Pull out every line of the entries below that contains the string "spectators". Case matters, so copy only lines where the letters match in case as well.

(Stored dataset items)
- - -

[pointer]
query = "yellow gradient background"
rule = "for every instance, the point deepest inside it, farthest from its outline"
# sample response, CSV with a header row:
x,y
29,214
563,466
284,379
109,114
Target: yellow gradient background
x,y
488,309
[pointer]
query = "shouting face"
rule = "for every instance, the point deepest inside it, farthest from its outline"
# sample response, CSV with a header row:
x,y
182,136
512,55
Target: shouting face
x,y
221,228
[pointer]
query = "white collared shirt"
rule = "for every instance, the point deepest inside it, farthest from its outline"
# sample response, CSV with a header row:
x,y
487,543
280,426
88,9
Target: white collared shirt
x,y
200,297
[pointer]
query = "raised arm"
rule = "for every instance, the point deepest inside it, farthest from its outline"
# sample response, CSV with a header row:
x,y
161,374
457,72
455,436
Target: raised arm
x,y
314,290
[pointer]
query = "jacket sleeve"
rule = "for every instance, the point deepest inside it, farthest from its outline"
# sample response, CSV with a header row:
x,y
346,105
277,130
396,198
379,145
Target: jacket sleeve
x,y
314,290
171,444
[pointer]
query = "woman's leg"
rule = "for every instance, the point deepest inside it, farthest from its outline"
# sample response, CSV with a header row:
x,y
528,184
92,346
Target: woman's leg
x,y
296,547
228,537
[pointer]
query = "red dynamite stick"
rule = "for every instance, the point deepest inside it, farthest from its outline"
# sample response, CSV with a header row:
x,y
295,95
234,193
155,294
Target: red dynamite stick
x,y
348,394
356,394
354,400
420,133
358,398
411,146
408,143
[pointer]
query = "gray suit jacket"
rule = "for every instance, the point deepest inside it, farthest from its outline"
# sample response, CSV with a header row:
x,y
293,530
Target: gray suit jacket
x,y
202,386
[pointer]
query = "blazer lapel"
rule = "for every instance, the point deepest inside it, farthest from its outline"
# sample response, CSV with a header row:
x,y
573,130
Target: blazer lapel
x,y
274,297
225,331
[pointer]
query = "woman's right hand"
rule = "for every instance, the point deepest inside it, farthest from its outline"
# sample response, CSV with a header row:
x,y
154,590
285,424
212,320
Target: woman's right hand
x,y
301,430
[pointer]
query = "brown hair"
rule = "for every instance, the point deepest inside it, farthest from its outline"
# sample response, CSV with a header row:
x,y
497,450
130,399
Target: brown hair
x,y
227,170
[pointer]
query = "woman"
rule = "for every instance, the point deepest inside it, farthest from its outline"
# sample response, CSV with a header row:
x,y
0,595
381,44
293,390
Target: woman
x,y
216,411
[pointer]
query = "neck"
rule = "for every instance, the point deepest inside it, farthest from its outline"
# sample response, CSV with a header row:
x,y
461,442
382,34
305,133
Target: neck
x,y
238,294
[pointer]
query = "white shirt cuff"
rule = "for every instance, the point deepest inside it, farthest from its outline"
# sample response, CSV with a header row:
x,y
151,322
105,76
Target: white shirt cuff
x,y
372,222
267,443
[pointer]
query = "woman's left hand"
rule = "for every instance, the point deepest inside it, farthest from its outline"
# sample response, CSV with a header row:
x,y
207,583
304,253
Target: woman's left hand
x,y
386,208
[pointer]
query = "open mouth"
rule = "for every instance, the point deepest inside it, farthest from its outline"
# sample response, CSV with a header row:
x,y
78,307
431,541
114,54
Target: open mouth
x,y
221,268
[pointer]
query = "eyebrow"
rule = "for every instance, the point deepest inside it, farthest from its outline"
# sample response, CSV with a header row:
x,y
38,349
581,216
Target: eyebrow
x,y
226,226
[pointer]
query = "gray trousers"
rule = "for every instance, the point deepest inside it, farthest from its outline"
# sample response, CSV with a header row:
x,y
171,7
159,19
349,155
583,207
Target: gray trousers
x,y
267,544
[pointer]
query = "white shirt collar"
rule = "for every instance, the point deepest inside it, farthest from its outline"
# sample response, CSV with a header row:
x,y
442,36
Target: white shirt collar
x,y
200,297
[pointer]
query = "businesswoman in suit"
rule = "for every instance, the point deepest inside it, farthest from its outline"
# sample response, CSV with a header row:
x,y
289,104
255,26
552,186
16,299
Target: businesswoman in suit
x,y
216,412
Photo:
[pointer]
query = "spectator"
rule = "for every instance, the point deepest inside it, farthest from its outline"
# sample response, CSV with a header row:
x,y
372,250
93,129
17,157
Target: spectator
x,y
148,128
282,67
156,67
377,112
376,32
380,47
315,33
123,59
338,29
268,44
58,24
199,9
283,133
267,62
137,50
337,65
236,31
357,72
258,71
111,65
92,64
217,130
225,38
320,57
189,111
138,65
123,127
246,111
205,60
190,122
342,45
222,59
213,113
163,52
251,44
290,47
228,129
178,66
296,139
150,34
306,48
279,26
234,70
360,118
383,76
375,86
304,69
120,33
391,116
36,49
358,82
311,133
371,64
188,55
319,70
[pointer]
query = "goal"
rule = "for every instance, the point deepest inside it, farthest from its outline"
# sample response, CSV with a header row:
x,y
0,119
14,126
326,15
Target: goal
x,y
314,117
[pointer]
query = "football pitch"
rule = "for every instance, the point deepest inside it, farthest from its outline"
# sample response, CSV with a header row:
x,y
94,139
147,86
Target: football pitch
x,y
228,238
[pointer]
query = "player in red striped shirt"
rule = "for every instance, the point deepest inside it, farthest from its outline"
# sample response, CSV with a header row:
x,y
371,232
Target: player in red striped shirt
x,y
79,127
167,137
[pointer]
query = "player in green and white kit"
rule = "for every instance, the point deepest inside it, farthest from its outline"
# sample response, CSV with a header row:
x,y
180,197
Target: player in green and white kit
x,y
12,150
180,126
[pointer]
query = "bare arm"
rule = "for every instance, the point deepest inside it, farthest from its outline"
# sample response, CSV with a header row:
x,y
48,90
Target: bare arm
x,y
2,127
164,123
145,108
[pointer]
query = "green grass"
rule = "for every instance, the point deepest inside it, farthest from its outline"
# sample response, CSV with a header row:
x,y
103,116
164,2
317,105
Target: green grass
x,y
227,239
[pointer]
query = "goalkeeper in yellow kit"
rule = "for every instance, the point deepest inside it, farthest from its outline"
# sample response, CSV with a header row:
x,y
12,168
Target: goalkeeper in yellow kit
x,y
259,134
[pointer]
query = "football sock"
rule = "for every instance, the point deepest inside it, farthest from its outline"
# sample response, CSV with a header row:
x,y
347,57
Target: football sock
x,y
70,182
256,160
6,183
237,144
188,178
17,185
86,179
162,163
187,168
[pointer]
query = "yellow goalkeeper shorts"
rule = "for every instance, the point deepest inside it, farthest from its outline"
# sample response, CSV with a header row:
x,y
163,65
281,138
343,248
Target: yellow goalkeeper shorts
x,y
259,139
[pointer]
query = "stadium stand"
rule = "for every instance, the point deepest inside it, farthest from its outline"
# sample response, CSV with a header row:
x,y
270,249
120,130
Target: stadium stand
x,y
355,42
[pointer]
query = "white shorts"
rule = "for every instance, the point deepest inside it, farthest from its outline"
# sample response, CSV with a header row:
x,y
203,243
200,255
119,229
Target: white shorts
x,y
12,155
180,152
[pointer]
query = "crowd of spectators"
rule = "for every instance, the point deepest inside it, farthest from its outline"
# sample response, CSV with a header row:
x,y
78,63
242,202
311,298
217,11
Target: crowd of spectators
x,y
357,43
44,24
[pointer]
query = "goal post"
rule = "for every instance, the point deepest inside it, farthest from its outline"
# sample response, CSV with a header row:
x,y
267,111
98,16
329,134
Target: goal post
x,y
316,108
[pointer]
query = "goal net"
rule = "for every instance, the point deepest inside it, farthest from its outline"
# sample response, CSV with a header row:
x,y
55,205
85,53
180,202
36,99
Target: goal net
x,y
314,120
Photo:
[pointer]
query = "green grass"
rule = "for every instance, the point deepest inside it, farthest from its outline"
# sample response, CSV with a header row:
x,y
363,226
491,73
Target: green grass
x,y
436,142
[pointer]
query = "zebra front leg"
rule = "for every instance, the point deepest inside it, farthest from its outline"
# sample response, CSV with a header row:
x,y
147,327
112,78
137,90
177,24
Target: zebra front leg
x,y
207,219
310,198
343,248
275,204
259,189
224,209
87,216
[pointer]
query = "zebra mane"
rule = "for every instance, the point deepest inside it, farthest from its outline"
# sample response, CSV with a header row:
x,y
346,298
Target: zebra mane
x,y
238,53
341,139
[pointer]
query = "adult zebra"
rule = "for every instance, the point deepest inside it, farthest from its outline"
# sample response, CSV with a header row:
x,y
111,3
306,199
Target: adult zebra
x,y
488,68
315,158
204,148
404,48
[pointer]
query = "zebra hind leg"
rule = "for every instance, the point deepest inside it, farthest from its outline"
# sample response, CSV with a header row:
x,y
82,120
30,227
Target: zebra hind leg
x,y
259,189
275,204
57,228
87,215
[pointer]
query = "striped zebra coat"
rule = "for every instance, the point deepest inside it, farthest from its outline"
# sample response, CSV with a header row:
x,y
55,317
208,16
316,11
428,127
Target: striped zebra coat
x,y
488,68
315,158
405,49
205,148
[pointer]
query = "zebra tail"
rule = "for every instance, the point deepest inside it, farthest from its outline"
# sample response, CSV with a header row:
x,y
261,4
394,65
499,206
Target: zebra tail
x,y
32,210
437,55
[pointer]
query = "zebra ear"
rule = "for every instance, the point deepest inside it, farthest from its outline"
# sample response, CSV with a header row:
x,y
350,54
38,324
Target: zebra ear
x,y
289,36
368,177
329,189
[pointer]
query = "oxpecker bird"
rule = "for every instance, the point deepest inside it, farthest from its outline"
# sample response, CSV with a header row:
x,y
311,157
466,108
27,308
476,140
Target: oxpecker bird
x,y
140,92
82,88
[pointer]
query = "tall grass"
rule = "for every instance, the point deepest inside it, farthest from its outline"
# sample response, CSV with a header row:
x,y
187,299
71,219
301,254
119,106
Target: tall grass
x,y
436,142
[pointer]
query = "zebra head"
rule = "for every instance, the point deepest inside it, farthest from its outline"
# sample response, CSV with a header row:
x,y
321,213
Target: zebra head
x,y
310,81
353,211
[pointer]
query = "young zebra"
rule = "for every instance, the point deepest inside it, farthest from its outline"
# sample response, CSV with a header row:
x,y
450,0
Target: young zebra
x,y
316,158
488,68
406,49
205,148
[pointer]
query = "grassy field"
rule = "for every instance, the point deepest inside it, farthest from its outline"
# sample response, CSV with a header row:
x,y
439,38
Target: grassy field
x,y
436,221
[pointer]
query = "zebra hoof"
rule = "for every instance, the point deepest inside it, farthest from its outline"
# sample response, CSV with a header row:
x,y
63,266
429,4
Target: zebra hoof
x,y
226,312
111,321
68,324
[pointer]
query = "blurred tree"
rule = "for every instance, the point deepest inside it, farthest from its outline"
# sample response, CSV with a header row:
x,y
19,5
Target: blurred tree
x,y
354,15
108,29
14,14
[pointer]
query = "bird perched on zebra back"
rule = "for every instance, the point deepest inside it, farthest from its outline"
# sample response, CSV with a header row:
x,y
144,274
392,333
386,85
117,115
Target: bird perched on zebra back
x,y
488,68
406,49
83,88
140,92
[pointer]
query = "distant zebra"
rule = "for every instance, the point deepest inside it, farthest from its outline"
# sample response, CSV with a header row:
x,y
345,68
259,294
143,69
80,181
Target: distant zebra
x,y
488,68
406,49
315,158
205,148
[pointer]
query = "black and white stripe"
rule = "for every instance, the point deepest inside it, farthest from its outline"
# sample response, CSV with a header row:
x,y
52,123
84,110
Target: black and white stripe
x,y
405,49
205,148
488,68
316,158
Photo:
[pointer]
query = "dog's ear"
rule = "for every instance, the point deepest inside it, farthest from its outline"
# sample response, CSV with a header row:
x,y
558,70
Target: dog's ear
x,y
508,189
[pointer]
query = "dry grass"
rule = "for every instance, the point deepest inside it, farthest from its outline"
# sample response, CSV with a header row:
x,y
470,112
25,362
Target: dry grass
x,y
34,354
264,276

- - -

→ **Answer**
query = "crowd of spectators"
Target: crowd of spectators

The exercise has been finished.